[start]

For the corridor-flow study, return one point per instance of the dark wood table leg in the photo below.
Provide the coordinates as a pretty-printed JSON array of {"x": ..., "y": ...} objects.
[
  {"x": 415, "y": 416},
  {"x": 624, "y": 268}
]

[end]
[start]

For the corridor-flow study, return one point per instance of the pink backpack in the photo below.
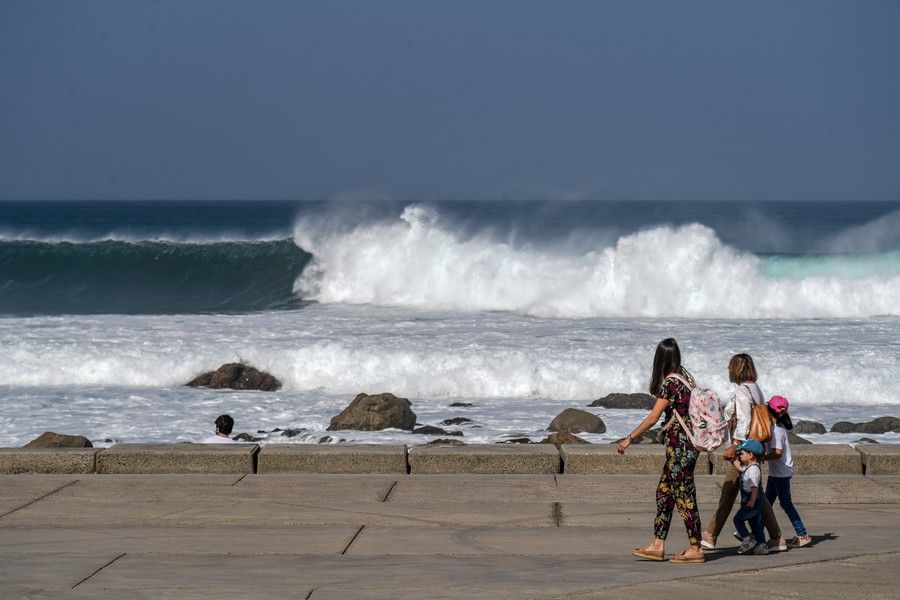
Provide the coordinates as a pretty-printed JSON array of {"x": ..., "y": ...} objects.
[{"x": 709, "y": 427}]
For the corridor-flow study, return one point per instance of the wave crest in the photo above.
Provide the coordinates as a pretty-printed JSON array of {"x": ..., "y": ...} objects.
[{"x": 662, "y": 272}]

[end]
[start]

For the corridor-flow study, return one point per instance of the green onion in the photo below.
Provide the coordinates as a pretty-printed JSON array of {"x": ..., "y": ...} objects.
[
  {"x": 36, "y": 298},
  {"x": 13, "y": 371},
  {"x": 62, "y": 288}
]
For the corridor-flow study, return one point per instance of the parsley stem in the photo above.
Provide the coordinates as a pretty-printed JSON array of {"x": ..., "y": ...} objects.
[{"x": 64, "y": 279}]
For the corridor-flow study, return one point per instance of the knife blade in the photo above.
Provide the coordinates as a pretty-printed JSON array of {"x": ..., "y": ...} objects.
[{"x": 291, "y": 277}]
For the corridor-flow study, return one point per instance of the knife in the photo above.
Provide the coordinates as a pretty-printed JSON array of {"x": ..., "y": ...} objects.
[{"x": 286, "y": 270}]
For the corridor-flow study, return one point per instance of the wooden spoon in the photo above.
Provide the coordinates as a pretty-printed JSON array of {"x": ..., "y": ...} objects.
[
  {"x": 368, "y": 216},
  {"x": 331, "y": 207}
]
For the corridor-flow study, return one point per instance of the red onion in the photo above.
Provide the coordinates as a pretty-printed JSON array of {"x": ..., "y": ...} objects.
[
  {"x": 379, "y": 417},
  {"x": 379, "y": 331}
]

[end]

■ Task prompt ■
Please report how many lines of the data above contain the word "photo", giving only the number.

■ Written reply ■
9